(Data records)

— begin —

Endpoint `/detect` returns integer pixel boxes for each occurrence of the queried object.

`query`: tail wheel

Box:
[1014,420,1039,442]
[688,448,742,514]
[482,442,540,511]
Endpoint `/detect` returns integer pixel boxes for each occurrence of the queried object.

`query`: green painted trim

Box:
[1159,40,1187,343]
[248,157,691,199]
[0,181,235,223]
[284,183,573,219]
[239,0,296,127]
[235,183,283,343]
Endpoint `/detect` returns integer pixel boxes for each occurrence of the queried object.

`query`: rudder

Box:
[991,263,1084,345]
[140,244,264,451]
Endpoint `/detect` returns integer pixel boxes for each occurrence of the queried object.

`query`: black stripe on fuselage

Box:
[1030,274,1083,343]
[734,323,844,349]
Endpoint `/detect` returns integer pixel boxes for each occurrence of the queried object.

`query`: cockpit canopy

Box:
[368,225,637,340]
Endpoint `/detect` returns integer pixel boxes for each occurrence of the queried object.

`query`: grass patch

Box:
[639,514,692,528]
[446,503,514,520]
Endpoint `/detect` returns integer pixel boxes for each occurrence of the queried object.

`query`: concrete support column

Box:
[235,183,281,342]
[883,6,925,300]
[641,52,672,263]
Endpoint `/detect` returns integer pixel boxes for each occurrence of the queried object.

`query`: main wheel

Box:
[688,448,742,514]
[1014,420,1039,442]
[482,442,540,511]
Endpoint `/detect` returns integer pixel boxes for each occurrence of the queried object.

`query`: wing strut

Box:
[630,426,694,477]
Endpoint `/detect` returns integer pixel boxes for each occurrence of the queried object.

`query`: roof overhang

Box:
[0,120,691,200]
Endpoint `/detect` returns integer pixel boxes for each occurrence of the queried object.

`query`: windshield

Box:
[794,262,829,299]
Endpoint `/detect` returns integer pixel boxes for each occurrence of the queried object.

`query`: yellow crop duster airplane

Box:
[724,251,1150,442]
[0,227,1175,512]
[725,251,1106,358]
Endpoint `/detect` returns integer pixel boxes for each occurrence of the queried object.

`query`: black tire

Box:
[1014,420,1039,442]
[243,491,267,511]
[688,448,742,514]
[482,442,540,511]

— end —

Copy every one of the items above word for word, changing nothing.

**Answer to the task:**
Endpoint `/detect` returns integer pixel boxes for each occurrence of the queried object.

`query`: tail wheel

Box:
[1014,420,1039,442]
[688,448,742,514]
[482,442,540,511]
Endpoint `/detect` returns integer pixel boxes for each occurrence of the queried object.

`query`: green painted trim

Box:
[1159,40,1187,343]
[248,157,691,199]
[0,181,235,223]
[284,183,573,219]
[239,0,296,127]
[235,183,283,343]
Endpoint `/detect` returns integer pixel boxes for each occurrence of the queried object.

`query`: rudder

Box:
[991,263,1084,345]
[140,244,264,451]
Endpoint `/detect` returns integer pixel boxes for each occurrence of the queried object.

`query`: black stripe on fuselage

Box:
[1030,274,1083,343]
[734,323,844,349]
Endpoint `/detect` returns integer pixel boxes for each occurrence of the queried object.

`query`: cockpit canopy

Box:
[368,225,637,340]
Endpoint `/detect` returns integer pixel boxes for each occurrence of the queried object.

`query`: grass patch

Box:
[639,514,692,528]
[446,503,514,520]
Endpoint `/detect` returns integer pixel boxes for each occurrence of the queried object.

`query`: concrete support column

Box:
[235,183,281,342]
[883,6,925,300]
[641,52,672,263]
Endpoint `/detect` returns integer pixel boxes for each occurrence of the queried object.

`query`: main wheel

Box:
[688,448,742,514]
[1014,420,1039,442]
[482,442,540,511]
Endpoint `/detect` returns integer pixel boxes for each occurrence of the queried object.

`query`: wing strut

Box:
[630,426,694,477]
Endpoint `/detect` returns integer pixel boxes for each occurrence of the queried object.

`query`: roof overhang

Box:
[0,120,691,200]
Endpoint `/detect` returns integer pixel boxes for each occurrence of the queried object.

`query`: windshield

Box:
[794,262,829,299]
Endpoint `/detect` returns integer pixel boxes for each occurrence of the queried object.

`query`: yellow crop duster airplane

Box:
[724,251,1150,442]
[0,227,1175,512]
[725,251,1106,358]
Endpoint `/detect` returns integer pixel boxes for each occurrence of the queried object.

`query`: black tire

Box:
[1014,420,1039,442]
[243,491,267,511]
[688,448,742,514]
[482,442,540,511]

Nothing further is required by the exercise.